▶ **PASSAGE TO READ**
4 of 4 people found the following review helpful
Wow! Another book that tells of the dread and horrors that the Civil War brought to the civilians, and it is done as perfectly as one could ever hope. It is written in a lively manner and was very hard to put down. Based totally on facts, using diary and journal accounts, the writer brings the reader right in to the middle of the Maryland conflict, from the trepidation the citizens felt weeks before the battle at Sharpsburg/Antietam as the Rebs entered their border state, through the battle itself, and finally how they dealt with the after affects of the worst one day battle ever fought on American soil.
We here in the 21st century cannot fathom what our ancestors went through - what they felt...the aptly titled "Too Afraid to Cry" will give the reader at least a tiny idea of what life was like for the folks living in Maryland in the early Fall of 1862.
Wow is right!
4 of 5 people found the following review helpful
on August 29, 2003
Seldom do we get a chance to read about civilians and their stories through out the Antietam Campaign. This book gives us a great look at just what the hardships Maryland civilians had to endure. Authors Kathleen Ernst and Ted Alexander have asembled an interesting book that features Confederate and Union early concentrations, skirmishes and battles around the Sharpsburg and Frederick areas that bring to life civilian response. Popular families such as the Prys, Pipers and Millers living in the area of Sharpsburg during the battle are covered along with many others that explain the ordeals and horrors these families faced while war was at their doorstep. Interesting and facinating the text explains the unknown hardships that civilians had to face while battles took place and how also many tried to survive after the bloody engagements. One can not just read about the battle and get a full perspective on the campaign without considering reading about the civilians and I highly recommend this book! 5 STARS!

▶ **GIVEN ENTRIES**
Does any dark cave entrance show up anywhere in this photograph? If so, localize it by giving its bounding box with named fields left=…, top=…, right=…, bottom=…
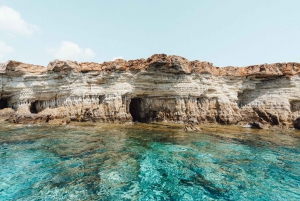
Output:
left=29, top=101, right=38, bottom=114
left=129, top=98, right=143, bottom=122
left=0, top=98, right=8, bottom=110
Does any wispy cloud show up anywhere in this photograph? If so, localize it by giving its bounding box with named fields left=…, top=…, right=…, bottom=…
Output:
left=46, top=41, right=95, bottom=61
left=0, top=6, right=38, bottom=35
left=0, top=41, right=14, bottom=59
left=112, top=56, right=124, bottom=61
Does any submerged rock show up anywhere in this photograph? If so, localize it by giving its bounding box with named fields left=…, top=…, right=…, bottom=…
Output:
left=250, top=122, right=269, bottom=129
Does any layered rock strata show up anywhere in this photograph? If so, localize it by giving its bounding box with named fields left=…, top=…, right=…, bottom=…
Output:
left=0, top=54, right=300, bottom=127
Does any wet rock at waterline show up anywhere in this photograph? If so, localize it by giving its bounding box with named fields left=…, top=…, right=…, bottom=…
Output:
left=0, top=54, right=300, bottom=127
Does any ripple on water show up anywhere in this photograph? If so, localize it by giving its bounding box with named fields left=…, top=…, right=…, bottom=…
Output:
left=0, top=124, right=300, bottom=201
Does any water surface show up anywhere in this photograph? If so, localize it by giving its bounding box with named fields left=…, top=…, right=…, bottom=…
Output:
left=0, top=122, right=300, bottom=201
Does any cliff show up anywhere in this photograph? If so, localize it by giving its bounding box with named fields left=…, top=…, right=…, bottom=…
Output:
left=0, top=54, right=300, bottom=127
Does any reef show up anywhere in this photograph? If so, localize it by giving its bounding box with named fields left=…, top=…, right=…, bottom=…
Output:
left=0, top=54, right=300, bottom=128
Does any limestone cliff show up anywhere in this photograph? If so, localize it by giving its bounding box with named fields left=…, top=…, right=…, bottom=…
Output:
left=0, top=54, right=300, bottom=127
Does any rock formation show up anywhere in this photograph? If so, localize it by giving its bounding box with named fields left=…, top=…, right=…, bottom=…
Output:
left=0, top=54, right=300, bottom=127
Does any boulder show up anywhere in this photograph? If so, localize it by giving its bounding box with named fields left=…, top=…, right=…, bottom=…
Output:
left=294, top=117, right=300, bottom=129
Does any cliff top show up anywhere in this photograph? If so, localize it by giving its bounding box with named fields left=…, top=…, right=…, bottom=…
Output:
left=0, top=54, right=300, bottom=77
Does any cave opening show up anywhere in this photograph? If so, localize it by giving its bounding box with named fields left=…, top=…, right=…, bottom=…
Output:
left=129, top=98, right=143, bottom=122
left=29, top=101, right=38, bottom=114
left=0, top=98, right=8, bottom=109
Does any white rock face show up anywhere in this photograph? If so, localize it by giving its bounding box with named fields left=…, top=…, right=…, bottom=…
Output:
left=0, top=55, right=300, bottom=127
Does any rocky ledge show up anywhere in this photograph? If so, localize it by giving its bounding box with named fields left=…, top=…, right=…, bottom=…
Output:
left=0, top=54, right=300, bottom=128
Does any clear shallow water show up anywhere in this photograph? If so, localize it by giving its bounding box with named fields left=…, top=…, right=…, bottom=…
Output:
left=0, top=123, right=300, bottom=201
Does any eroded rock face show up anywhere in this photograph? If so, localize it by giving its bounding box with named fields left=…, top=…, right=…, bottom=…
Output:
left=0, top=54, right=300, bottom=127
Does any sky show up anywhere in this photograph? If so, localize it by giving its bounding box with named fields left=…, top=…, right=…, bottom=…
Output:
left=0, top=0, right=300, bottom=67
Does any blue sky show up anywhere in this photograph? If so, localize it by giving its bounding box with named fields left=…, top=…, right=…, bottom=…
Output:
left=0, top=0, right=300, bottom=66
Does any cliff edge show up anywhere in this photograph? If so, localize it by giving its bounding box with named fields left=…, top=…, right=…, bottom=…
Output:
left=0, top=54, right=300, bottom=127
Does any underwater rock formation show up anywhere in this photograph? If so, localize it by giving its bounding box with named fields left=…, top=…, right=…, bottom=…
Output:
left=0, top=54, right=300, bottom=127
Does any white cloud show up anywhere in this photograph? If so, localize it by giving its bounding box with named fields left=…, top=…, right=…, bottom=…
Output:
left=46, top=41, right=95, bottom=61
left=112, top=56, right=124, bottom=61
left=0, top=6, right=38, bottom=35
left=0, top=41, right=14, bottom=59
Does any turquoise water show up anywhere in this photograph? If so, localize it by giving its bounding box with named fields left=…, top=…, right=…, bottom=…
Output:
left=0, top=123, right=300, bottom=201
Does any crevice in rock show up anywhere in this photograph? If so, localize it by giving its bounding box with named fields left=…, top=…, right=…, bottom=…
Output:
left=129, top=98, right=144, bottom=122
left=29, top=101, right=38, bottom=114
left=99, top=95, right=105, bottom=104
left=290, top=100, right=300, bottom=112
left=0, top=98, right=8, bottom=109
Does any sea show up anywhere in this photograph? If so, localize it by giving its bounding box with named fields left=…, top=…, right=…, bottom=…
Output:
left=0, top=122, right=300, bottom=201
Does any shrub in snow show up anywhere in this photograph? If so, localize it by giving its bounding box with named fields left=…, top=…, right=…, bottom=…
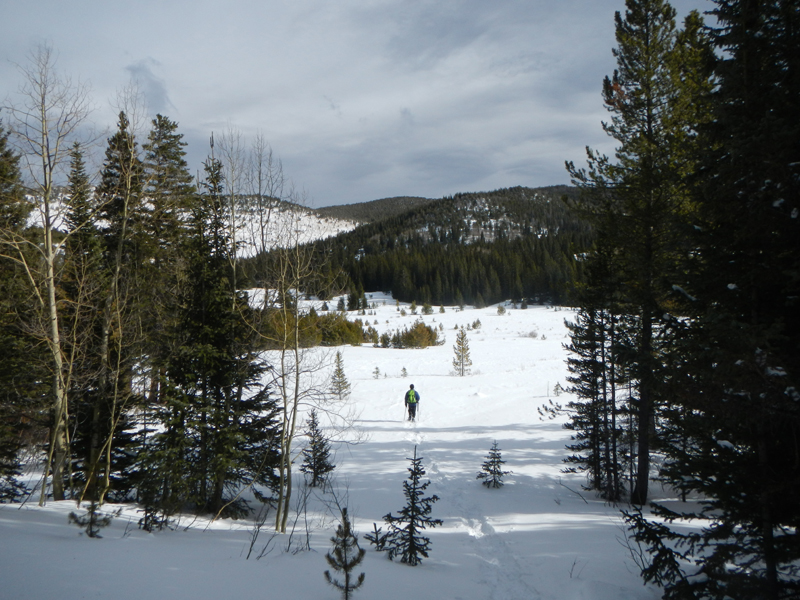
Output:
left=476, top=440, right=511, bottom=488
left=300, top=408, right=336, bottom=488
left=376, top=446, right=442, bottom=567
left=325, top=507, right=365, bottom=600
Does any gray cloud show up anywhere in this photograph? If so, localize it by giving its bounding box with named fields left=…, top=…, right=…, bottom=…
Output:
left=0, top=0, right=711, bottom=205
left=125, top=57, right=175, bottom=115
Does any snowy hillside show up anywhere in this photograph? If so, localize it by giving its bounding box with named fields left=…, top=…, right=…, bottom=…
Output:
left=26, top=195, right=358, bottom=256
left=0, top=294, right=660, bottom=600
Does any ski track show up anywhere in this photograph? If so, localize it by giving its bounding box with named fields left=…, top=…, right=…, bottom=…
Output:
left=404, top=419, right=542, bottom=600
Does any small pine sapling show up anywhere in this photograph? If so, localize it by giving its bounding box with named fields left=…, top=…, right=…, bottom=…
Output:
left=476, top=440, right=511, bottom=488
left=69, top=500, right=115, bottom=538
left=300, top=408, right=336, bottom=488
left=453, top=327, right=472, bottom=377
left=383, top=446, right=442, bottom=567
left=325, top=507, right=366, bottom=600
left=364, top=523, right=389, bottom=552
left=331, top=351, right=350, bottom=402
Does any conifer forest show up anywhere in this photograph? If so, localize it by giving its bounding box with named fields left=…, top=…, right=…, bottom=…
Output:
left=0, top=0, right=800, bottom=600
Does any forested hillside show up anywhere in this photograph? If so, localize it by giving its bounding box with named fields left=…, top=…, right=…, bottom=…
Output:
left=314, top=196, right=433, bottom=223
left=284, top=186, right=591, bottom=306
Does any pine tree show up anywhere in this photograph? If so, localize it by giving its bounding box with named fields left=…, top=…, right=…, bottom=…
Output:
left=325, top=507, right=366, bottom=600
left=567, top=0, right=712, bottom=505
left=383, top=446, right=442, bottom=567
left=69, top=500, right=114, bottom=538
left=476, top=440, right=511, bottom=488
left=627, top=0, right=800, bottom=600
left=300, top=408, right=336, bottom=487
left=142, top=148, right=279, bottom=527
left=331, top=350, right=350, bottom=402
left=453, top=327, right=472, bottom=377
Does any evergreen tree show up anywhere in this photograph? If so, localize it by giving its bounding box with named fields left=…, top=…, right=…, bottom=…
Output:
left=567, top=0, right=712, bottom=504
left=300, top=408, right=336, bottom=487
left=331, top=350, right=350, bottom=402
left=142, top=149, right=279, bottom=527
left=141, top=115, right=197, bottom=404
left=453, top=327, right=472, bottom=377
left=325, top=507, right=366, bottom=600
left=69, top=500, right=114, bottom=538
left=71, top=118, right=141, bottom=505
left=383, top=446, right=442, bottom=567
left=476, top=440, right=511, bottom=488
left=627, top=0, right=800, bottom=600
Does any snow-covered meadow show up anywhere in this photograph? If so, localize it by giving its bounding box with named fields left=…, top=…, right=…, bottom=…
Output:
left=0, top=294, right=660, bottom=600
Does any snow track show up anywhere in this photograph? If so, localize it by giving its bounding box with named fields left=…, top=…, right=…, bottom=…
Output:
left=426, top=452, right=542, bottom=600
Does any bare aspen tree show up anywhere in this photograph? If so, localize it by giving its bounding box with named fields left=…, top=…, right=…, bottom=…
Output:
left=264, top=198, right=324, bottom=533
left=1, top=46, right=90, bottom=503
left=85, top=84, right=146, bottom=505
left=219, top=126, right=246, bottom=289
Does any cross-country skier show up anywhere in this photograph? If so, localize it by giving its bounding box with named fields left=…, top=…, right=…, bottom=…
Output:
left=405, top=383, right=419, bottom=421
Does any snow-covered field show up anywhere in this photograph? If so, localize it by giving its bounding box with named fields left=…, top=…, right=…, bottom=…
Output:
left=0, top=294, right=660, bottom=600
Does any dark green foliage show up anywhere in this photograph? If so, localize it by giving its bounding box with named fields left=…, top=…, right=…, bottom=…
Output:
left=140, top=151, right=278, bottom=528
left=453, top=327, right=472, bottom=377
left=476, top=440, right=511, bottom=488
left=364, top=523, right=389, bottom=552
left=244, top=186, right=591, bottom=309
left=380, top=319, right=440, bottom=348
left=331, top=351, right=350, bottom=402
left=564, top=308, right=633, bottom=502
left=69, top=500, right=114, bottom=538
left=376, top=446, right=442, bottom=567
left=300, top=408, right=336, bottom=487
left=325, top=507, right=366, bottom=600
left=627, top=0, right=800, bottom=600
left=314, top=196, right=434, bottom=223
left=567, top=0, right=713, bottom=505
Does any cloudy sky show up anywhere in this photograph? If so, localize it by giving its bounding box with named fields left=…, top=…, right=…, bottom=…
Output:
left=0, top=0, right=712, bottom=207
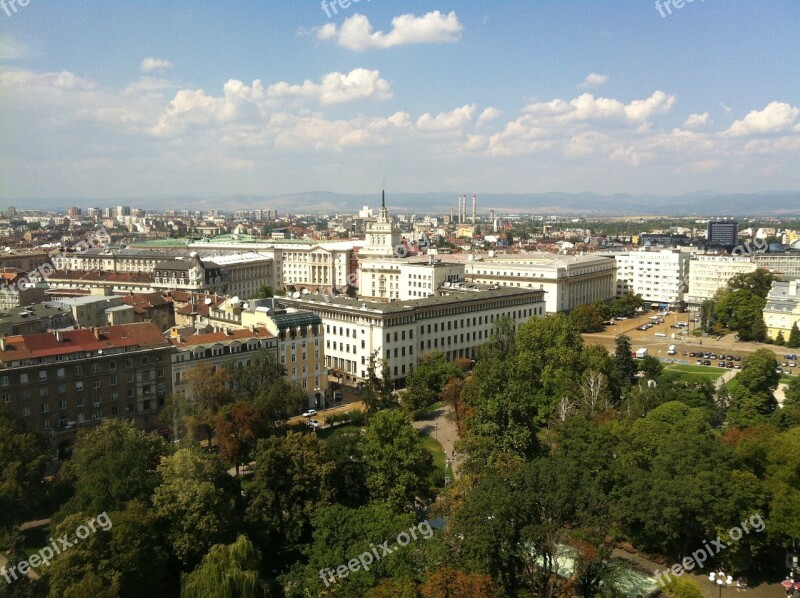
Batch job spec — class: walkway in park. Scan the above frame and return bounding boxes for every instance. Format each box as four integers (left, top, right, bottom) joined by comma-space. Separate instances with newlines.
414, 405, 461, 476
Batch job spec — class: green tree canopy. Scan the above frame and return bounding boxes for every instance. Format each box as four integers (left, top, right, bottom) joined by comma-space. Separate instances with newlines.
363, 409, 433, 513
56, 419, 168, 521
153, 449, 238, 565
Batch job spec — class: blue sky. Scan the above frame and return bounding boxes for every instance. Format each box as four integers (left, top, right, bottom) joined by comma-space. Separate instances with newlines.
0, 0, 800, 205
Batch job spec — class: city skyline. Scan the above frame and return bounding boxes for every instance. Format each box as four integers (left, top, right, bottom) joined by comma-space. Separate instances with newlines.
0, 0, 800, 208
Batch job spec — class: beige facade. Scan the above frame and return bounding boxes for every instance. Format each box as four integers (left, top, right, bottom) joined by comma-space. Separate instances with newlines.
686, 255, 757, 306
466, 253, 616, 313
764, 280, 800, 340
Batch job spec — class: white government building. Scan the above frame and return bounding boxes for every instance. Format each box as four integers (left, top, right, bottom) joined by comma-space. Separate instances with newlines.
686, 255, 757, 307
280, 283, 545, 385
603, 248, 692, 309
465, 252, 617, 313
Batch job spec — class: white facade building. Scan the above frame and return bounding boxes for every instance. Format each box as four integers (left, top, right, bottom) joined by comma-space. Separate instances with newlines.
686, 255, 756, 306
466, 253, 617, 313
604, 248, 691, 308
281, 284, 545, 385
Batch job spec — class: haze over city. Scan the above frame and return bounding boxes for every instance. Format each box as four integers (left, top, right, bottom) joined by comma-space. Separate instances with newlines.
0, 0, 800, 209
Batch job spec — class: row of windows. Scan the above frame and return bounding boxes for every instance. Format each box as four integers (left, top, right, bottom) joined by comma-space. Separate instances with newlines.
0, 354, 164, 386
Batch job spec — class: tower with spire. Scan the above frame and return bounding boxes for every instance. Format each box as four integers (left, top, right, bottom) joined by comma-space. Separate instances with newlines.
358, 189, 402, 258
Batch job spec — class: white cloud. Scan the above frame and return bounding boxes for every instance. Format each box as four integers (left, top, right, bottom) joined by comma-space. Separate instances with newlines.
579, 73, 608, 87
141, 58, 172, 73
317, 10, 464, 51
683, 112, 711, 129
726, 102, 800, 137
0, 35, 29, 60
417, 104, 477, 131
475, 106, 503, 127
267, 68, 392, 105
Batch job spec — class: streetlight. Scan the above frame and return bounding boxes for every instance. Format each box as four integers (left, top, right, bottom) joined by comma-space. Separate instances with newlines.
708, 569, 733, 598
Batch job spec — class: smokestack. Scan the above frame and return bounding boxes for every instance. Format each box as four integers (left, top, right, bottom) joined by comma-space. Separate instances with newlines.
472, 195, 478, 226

▶ **WORK TO COMPLETE**
• a. Which two authors does the August 29, 2003 review in the book reviews on Maryland civilians in the Antietam Campaign name?
• b. Pick up the book reviews on Maryland civilians in the Antietam Campaign after their final line and keep writing.
The items come from a separate source, unrelated to the book reviews.

▶ **RESPONSES BY TASK**
• a. Kathleen Ernst and Ted Alexander.

• b.
1 of 1 people found the following review helpful
on September 2, 2014
History books are undeniably one of the big niche markets in print media; the American Civil War in particular. Of the many I've tackled over the years, some are as well written and researched, but few make the narrative "come alive" like this one. Generally, you find dry campaign overviews, replete with chronologies for whatever battle, and/or Gen So-n-So, followed by the inevitable "armchair quarterback" critique. The other big trend is the dissection of an ever more specific sub topic. Thankfully, there are notable exceptions, this fine volume being one of them. "Too Afraid to Cry" is written from "the bottom up", so to speak. It starts and ends from the individual citizen or soldier's perspective. What Gen So-n-So did might be noted to provide context, but the focus is always on making clear the hell that war is, and the hell these Western Maryland people lived through. This stuff tends to get whitewashed in Civil War literature. Nowhere else will you read about how nearly EVERY house in Sharpsburg was ransacked, even with owners present! Consciously or not, the history establishment in this country helps to perpetuate the idealized facade of the Civil War as a "quaint" little conflict. Dozens of scenes in this book, like 5 yr old Ollie contemplating a growing pile of amputated limbs, or a farmer's civil rights being trampled, along with his property (that wasn't stolen!), don't sit well on the moral chassis of the Civil War Muscle Car they want to sell you. Then you turn the page and find that after more than a decade of legal wrangling, the ruined farmer ended up with a dime on the dollar for the damage claims he filed (if he was lucky), and moreover, that Uncle Sam didn't really give a flip... This is the perspective that "Too Afraid to Cry" gives you, and this is why I like this book so much. It's a refreshing switch from the sanitized, prepackaged norm. A double shot of Civil War reality, straight up!
3 of 4 people found the following review helpful
The author and I must have been twins separated at birth, because her biography sounds like a more successful version of mine!
I, too, was born outside Maryland, but grew up in Frederick. I lived in the village of Middletown and was, from birth, imbued with deep respect for, and fascination with, the Civil War. The Battle of Antietam took place almost on my doorstep, and I was always fascinated with the town of Sharpsburg. The battle engulfed this small, ancient, and beautiful western Maryland town far longer and deeper than the fighting would suggest.
What happened inside all those stone houses and churches? How did the town survive to become such an important place of pilgrimage? Who was fighting whom OFF the battlefield? Maryland's position as a border state, and a slave state, had profound implications for its citizens. The author tells us the story of the people just looking for a better life, not driven to rage by unbending, blind commitment to abstract principles. At times, this story will move you to tears.
Using the Sharpsburg fabric as an image within Maryland's larger tapestry, the author takes on these questions with the skill of ANY history scholar. Exhaustively researched, and beautifully rendered, here is the story of how people with everything to lose survived the Civil War by living each day pragmatically, as if it could be the last. Marvelous work, recommended for all serious Civil War enthusiasts and local historians.